The exercise
Please copy every item below word for word, leaving out the pictures.

────────────────

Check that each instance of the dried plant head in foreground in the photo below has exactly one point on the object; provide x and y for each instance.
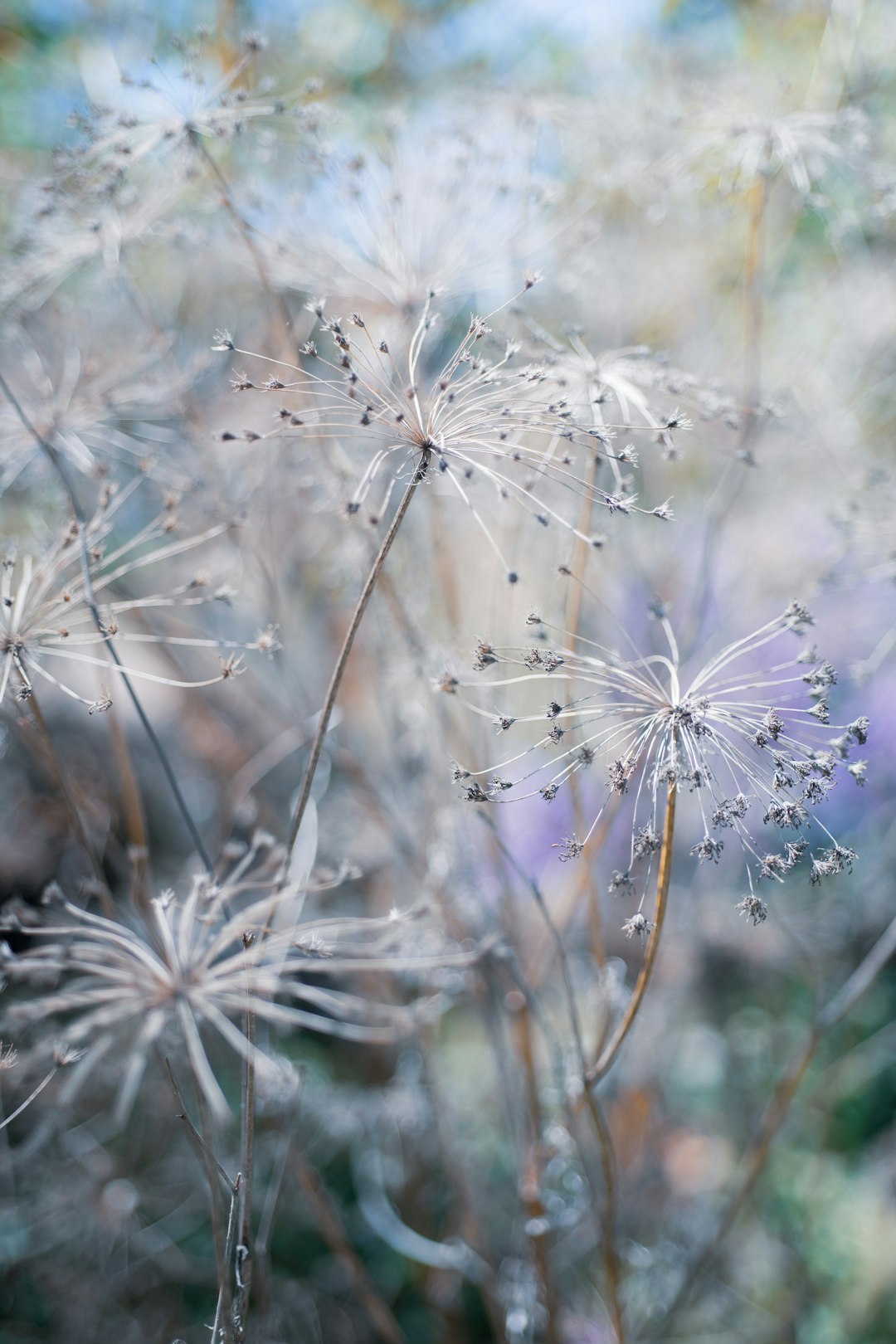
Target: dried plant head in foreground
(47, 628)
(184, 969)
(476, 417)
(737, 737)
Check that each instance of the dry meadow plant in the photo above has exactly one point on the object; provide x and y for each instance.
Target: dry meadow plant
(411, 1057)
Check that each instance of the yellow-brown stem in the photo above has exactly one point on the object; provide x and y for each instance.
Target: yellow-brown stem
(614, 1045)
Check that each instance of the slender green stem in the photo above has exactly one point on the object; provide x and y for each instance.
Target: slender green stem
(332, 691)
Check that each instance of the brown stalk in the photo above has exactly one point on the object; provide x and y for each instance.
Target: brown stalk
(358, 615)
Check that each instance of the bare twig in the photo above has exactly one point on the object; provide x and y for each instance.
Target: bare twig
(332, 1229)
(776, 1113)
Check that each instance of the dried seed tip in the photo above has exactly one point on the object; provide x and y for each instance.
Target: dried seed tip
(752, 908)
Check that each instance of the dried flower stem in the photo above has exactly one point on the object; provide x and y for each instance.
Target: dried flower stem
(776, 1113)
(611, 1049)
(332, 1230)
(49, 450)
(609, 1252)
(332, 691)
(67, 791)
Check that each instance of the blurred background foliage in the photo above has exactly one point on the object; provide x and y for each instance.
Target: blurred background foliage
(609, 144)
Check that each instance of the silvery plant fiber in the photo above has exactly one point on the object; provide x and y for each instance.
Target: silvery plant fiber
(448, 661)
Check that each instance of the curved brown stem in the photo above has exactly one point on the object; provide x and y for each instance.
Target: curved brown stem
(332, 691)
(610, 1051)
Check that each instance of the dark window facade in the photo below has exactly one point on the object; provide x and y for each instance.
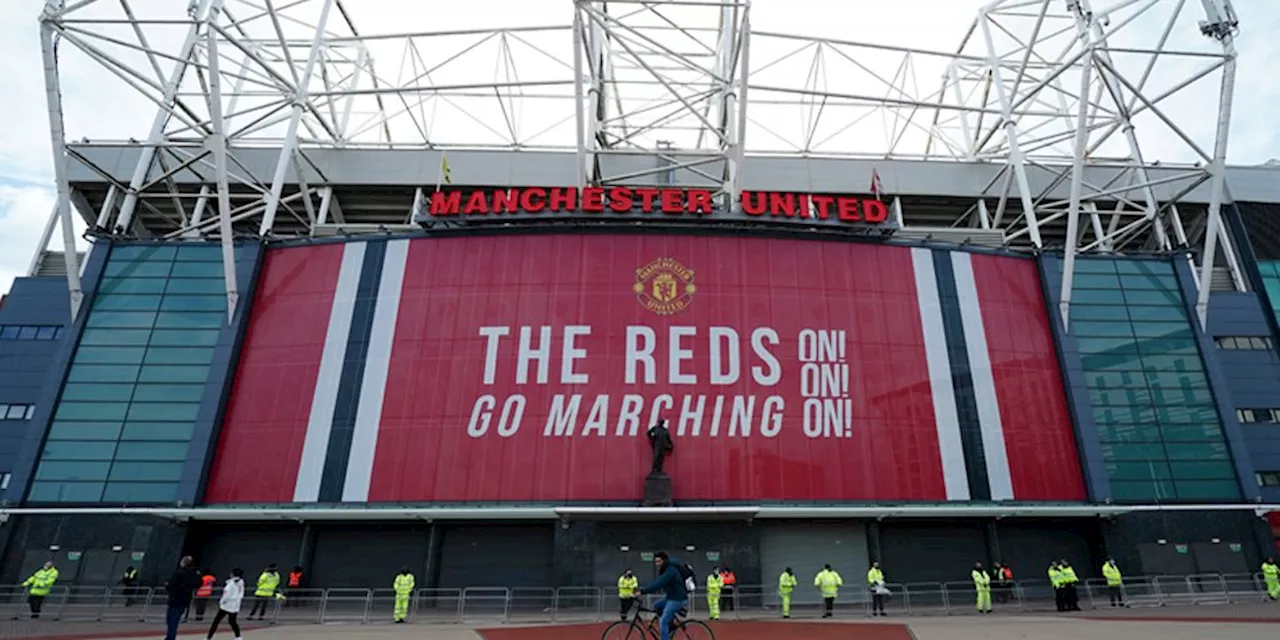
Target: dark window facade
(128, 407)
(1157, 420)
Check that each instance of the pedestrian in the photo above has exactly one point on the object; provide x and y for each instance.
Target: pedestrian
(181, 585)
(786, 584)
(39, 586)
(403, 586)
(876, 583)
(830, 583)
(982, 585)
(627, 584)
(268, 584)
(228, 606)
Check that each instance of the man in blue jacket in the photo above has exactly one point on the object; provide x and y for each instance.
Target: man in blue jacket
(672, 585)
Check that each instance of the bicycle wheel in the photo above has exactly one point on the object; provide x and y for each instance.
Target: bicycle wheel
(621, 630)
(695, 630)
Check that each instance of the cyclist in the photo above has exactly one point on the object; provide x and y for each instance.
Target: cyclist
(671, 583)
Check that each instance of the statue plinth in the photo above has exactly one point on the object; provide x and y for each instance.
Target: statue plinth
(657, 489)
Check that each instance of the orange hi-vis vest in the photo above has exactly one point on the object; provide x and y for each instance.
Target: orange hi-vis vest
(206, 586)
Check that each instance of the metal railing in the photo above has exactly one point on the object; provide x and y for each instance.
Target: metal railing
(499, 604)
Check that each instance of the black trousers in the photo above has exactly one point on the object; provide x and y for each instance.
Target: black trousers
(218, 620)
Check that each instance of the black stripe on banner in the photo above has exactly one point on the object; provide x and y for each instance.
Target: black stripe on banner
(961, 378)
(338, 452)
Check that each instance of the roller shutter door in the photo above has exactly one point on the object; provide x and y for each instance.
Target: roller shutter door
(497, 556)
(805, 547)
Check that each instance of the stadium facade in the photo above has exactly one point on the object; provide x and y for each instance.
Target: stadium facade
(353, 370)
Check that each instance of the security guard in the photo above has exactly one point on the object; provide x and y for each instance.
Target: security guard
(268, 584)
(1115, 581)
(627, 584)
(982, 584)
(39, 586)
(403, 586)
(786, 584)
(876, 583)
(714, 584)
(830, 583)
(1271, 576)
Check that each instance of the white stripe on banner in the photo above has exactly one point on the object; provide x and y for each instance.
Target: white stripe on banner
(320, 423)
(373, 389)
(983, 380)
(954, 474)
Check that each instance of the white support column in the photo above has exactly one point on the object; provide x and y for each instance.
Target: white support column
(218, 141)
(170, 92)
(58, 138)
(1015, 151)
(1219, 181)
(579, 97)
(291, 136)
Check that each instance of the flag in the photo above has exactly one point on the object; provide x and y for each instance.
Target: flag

────────────────

Solved exercise
Check that each instance of the dried plant head in foreground in the photo below has exactly one point on the object; provide x and y for each instance.
Target: dried plant head in foreground
(47, 628)
(184, 969)
(476, 417)
(737, 737)
Check that each instance of the dry meadow plant in the photo above has exactly one point on the object; provide x and y for each instance.
Target: dry meadow plant
(411, 1057)
Check that each instance of the yellow-brown stem in the photo above has exactly one point on the object; provide x and y for each instance.
Target: yellow-brown stem
(614, 1045)
Check that each instance of the slender green stem in the photo above has exactly one point on the object; provide x and y for each instance.
Target: slender green stem
(332, 691)
Check that each instance of the brown stalk in the photo above has exactly one point on the object; provide x and y for each instance.
Target: brown stalk
(358, 615)
Check that each instance of the bare twig in the photo above has exactly one point on the object; provide x and y for each instance.
Target: bare twig
(332, 1229)
(776, 1113)
Check that each instance of the dried seed tip in the photo above has exactly one point on the object; provide x and y for each instance.
Target: dried seed tip
(752, 908)
Check that each instance of the dried flower stem in the photo above has exactly one point on the object; provide x and y for each instance.
Target: dried flower stem
(776, 1113)
(611, 1049)
(332, 1230)
(49, 450)
(609, 1252)
(332, 691)
(67, 791)
Check that each instance of the blurred background foliage in the photo above has exactly one point on the object; provide x and y for each instance.
Target: blurred background foliage
(609, 144)
Check that each instance of the silvery plant fiber in the photo above has exactly one point on the object; provide x and y for each instance.
Target: silvery plant fiber
(448, 661)
Check that each instance of the curved brown stem in the photo above has exactly one point on the object; provide x and y for each instance.
Target: curved brown stem
(332, 691)
(610, 1051)
Check that each instance of the dark window facade in the photo below has exactly one point on the object; provide x and y for each instance.
Target: dark window facade
(128, 407)
(1157, 420)
Check that each instance of the pedestrian in the photo above has exactly one point on the object; provide x and y for each instance.
Target: pedestrian
(181, 585)
(786, 584)
(39, 586)
(403, 586)
(876, 583)
(830, 583)
(982, 585)
(627, 584)
(268, 584)
(228, 606)
Check that each instance of the man in blue jacket in the photo above has exactly one point on the object; provide x and y for each instance.
Target: man in blue jacket
(672, 585)
Check that each instance of the bicycle wheel in the photo above has exactly one point on the object; provide x and y for each instance.
Target: bicycle wheel
(621, 630)
(695, 630)
Check that each instance of the cyclist in the photo above has exactly one point on the object; provide x and y for each instance.
Target: cyclist
(671, 583)
Check that each instance of the statue plinth in the photo above has exactly one point on the object; provide x and y for each instance.
Target: statue plinth
(657, 489)
Check that each instance of the orange hi-vis vest in the photo above has exactly one point on the object; provide x and y for each instance.
Target: orange hi-vis vest
(206, 586)
Check that each instance of the metal railing in the photo above has exactly one point on the object; provide x and y for each instance.
Target: metal railing
(499, 604)
Check that each instance of the black trousers in the photo above has exactly one point on the object; provide x and y for each instance.
Target: black trousers
(218, 620)
Check that each instance of the black stripe on banner in the photo above has exactly one point on the object; provide x and y for each instance.
Target: black stripe on banner
(961, 378)
(338, 452)
Check that each instance of the roller shutter door in the photo above has exactly one point on the object; provide x and y for each instance.
Target: roller shutter door
(497, 556)
(805, 547)
Check that each instance of the stadium facade in the photo above has exactly one point on the object; provide x and y for each instance.
Target: stadium facade
(353, 370)
Check that each instance of the security guard in the photo above has exactly one point on the object; provide x and y for each instance.
Target: security guard
(268, 584)
(1115, 581)
(627, 584)
(982, 584)
(39, 586)
(403, 586)
(786, 584)
(876, 583)
(714, 584)
(830, 583)
(1271, 576)
Check that each instance of the white stripe on banner in the photo above has exactly one point on the object; provide x and y for each instance.
Target: white stripe on banner
(320, 423)
(373, 389)
(983, 380)
(954, 474)
Check that each instance of the white support column in the photo above has exactly one point on the object; provide x and y for each instance.
Target: white support column
(218, 141)
(170, 92)
(58, 138)
(1015, 151)
(1219, 181)
(579, 97)
(291, 136)
Check that each instance of the flag in the photo above has exactly one point on the object; provide x and y for each instance.
Target: flag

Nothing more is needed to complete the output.